====== Records supplied

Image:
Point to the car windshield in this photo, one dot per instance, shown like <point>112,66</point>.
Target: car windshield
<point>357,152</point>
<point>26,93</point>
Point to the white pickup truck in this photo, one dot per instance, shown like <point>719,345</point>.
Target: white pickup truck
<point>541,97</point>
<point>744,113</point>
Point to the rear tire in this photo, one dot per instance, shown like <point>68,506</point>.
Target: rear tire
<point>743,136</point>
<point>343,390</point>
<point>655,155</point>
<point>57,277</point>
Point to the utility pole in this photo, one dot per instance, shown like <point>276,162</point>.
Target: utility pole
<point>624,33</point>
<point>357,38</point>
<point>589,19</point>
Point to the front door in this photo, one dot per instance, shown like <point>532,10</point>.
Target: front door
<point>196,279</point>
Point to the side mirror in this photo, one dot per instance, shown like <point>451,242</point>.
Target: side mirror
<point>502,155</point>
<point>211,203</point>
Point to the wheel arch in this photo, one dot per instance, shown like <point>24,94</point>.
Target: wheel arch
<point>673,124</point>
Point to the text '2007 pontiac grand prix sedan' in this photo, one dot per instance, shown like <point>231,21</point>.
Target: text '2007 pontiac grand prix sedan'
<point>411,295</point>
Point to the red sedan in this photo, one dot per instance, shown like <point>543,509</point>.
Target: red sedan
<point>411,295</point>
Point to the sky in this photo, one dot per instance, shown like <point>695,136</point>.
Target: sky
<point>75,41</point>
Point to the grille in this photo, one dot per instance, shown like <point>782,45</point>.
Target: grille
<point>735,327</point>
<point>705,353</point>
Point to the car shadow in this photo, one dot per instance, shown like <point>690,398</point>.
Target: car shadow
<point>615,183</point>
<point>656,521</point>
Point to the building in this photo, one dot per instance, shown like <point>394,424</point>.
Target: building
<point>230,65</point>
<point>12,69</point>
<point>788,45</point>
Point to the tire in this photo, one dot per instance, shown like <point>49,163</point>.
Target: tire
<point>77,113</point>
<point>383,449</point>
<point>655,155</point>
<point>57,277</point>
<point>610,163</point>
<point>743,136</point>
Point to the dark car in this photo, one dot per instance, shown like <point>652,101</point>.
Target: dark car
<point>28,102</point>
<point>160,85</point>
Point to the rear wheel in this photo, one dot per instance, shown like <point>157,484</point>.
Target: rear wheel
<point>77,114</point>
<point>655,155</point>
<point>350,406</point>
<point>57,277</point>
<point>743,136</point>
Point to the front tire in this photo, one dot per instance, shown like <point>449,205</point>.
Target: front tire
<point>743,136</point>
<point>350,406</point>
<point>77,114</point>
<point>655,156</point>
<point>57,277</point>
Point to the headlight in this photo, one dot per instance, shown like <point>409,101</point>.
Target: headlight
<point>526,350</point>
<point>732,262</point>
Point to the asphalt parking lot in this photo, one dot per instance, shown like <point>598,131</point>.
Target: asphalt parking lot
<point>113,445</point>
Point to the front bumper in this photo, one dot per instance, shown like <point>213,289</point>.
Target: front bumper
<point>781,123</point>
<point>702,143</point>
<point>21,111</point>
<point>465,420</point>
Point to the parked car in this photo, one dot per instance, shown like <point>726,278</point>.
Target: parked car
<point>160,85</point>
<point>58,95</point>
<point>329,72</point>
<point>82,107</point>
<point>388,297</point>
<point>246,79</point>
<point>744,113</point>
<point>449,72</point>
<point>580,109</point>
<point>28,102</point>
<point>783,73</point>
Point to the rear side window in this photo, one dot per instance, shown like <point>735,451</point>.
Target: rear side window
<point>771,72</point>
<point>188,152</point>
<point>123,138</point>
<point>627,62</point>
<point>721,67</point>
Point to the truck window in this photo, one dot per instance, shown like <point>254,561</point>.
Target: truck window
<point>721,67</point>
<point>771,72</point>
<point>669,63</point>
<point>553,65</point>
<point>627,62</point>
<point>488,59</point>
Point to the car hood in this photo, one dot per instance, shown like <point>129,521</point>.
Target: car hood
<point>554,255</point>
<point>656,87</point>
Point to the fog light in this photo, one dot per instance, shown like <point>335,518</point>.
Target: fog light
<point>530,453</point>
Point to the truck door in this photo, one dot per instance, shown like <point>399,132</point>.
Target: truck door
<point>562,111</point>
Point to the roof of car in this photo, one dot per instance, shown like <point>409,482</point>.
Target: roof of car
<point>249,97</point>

============

# The task
Write out exactly the final stretch of the listing above, beginning at the line that contains "Point to the car hood" and ending at its last line, with nothing added.

# Response to this exercise
Point to the car hood in this photo, one dot per instance, shown like <point>129,521</point>.
Target: car hood
<point>554,255</point>
<point>656,87</point>
Point to the fog light in this photo, one dot per instance, shown like <point>335,518</point>.
Target: fog light
<point>530,453</point>
Point to the truck door in this photo, one dot per instance, shown like <point>399,132</point>.
Target: truck door
<point>562,111</point>
Point to the roof of car in this photo, one dot per instance, shown like <point>409,482</point>.
Target: roof of car
<point>249,97</point>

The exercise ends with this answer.